§ **EXERCISE DIRECTIONS**:
Copy nothing but the lines from the one containing "Target: grass field" through the last line of the entries below, exactly as written and without pictures.

§ **DATA EXTRACTS**:

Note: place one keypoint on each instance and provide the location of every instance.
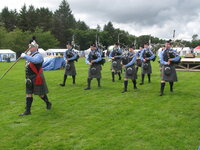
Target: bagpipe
(147, 54)
(26, 51)
(94, 56)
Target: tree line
(54, 29)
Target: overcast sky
(156, 17)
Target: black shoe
(124, 91)
(49, 105)
(87, 88)
(25, 113)
(62, 84)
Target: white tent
(6, 54)
(182, 51)
(58, 52)
(42, 51)
(87, 52)
(197, 51)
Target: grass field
(100, 119)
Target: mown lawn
(100, 119)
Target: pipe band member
(116, 55)
(70, 56)
(94, 61)
(35, 81)
(168, 59)
(146, 56)
(129, 62)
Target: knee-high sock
(143, 75)
(149, 77)
(162, 87)
(45, 99)
(89, 82)
(113, 76)
(29, 101)
(119, 74)
(171, 86)
(64, 79)
(99, 82)
(74, 79)
(134, 83)
(125, 85)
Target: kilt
(139, 62)
(146, 68)
(172, 77)
(94, 71)
(32, 88)
(71, 70)
(116, 65)
(132, 75)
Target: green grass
(100, 119)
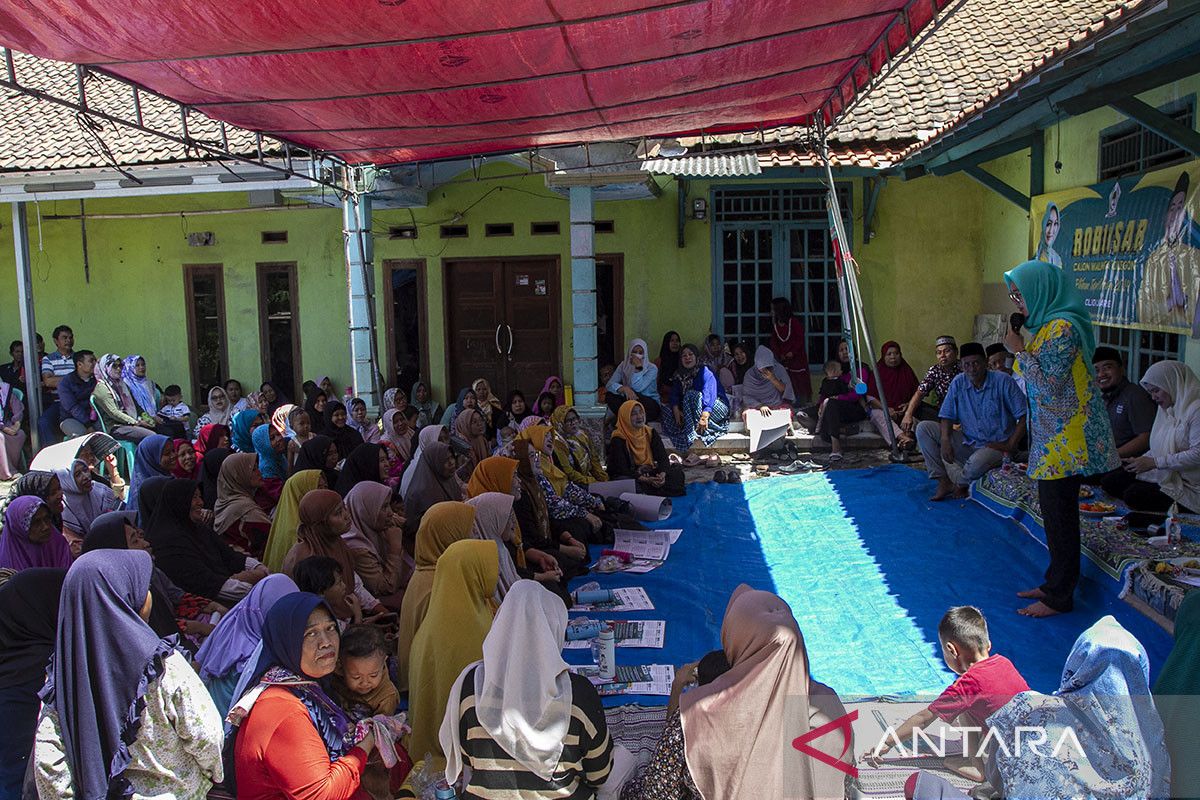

§ **WRITTEN REPLY**:
Target: grass field
(100, 119)
Target: mown lawn
(100, 119)
Target: pipe band member
(116, 55)
(70, 56)
(94, 61)
(35, 81)
(168, 59)
(146, 56)
(129, 62)
Target: knee-high sock
(143, 75)
(149, 77)
(162, 87)
(45, 99)
(89, 82)
(113, 76)
(29, 101)
(119, 74)
(171, 86)
(64, 79)
(99, 82)
(74, 79)
(134, 83)
(125, 85)
Target: kilt
(139, 62)
(146, 68)
(172, 77)
(94, 71)
(32, 88)
(71, 70)
(116, 65)
(132, 75)
Target: green grass
(100, 119)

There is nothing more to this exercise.